▸ Фрагмент текста:
Согласно рассказам вождя Джойи, африканский народ жил в относительном мире до прихода абелунгу, белых людей, которые появились из-за моря с огнедышащим оружием. Раньше племена тембу, мпондо, коса и зулу были детьми одного отца и жили как братья. Белые люди разрушили абанту, братство различных племен. Белые люди проявляли алчность, они стремились захватить земли, на которые пришли. Черные люди делили с ними землю, как они делили воздух и воду, ведь и воздух, и вода, и земля не принадлежат человеку. Но белые люди захватили землю, как можно захватить и присвоить себе чужую лошадь.

Я еще не знал, что настоящую историю нашей страны нельзя было найти в стандартных британских учебниках, в которых утверждалось, что история Южной Африки началась с высадки Яна ван Рибека на мысе Доброй Надежды в 1652 году. Именно от вождя Джойи я узнал, что история народов, говорящих на банту, началась далеко на севере, в стране озер, зеленых равнин и долин. На протяжении тысячелетий эти народы постепенно мигрировали к южной оконечности Африканского континента. Однако несколько позже я обнаружил, что сведения вождя Джойи об истории Африки, особенно после 1652 года, не всегда были достоверными.

▸ Задания к упражнению:
• A. Ответьте на вопросы по фрагменту о рассказах вождя Джойи:
(i) Какие племена названы детьми одного отца?
(ii) С какого события, по утверждению стандартных британских учебников, началась история Южной Африки?
(iii) Где, по словам вождя Джойи, началась история народов, говорящих на банту?
• B. Верните все строки записей, в которых есть слово «Provide». Регистр учитывается.

▸ Исходные данные:
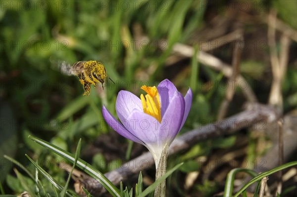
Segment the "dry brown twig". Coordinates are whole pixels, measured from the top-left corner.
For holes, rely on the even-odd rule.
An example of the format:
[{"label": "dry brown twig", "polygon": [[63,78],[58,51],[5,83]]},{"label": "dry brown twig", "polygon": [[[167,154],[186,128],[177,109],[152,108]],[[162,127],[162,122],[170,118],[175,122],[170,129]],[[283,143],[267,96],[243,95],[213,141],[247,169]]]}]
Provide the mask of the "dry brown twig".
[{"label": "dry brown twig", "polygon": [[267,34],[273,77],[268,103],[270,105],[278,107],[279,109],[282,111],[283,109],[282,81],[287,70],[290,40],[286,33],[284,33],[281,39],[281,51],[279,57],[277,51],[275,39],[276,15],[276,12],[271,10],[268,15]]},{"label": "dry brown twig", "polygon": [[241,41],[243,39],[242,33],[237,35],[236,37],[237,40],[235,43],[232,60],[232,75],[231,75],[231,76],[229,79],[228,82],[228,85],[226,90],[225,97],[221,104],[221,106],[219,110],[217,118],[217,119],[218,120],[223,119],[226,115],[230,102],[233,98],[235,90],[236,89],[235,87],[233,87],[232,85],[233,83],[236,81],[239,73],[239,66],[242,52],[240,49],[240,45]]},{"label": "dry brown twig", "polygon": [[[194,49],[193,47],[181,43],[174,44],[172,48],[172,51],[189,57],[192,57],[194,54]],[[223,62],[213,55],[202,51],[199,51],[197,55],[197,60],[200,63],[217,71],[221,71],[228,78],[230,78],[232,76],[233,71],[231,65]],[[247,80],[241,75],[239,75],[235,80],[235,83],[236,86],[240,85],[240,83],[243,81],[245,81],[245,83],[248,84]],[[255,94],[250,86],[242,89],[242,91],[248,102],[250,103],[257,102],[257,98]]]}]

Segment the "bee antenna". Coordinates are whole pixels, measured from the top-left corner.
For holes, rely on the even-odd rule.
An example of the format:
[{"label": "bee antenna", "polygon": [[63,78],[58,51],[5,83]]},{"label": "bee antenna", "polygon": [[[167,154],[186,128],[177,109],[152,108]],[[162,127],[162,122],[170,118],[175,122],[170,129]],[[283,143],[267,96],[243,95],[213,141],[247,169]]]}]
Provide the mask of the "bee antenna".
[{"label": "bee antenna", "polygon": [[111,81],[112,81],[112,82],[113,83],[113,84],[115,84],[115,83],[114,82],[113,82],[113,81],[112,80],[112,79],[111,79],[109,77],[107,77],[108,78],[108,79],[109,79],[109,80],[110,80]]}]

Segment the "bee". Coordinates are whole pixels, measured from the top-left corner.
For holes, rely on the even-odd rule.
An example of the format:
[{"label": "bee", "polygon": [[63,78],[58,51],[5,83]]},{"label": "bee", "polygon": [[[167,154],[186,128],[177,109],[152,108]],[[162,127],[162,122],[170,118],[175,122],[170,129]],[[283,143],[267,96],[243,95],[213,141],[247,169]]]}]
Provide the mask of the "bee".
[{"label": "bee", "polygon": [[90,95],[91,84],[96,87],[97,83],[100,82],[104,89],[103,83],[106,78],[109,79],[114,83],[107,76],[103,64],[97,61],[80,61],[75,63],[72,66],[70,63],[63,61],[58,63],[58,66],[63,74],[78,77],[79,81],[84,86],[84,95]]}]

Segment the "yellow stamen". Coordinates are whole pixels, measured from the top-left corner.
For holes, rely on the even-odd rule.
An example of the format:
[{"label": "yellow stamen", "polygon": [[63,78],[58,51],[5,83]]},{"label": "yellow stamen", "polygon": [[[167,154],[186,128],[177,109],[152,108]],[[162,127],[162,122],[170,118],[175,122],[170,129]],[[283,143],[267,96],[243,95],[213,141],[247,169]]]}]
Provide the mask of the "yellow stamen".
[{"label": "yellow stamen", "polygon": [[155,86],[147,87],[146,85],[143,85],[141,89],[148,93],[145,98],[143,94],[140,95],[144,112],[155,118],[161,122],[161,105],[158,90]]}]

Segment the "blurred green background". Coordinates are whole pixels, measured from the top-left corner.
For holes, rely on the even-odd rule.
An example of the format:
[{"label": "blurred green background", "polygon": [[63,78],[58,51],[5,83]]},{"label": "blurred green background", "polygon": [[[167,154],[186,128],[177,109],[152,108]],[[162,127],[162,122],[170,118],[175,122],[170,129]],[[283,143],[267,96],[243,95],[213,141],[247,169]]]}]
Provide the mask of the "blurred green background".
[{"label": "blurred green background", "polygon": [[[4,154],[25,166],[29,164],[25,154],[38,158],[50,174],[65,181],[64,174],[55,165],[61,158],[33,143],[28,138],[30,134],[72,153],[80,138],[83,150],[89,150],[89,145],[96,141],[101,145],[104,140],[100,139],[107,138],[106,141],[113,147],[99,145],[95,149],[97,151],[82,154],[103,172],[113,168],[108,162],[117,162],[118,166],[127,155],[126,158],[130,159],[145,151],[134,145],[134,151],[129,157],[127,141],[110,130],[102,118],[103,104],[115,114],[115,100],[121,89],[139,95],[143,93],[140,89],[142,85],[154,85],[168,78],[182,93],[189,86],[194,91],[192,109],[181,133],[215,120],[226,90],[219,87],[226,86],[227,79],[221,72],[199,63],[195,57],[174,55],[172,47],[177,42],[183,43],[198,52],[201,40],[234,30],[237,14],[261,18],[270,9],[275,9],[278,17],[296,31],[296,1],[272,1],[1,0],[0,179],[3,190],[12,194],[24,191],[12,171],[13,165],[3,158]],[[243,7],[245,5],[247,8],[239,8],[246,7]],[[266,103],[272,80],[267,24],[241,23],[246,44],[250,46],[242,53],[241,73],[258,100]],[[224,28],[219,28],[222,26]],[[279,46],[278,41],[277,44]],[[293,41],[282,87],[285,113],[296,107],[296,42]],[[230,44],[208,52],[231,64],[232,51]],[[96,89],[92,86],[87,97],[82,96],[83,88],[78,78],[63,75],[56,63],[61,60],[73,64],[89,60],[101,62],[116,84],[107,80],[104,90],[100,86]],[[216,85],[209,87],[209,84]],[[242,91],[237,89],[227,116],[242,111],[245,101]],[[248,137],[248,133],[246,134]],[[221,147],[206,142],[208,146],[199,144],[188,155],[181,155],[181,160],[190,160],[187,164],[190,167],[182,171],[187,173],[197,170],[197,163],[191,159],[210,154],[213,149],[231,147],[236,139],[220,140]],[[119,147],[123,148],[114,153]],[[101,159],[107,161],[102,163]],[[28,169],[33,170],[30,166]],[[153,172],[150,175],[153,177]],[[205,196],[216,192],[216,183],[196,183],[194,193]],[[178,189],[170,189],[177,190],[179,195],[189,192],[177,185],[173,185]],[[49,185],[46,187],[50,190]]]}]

▸ Ответы к заданиям:
• A.
(i) Тембу, мпондо, коса и зулу.
(ii) С высадки Яна ван Рибека на мысе Доброй Надежды в 1652 году.
(iii) Далеко на севере, в стране озер, зеленых равнин и долин.

• B.
Provide the mask of the "dry brown twig".
Provide the mask of the "bee antenna".
Provide the mask of the "bee".
Provide the mask of the "yellow stamen".
Provide the mask of the "blurred green background".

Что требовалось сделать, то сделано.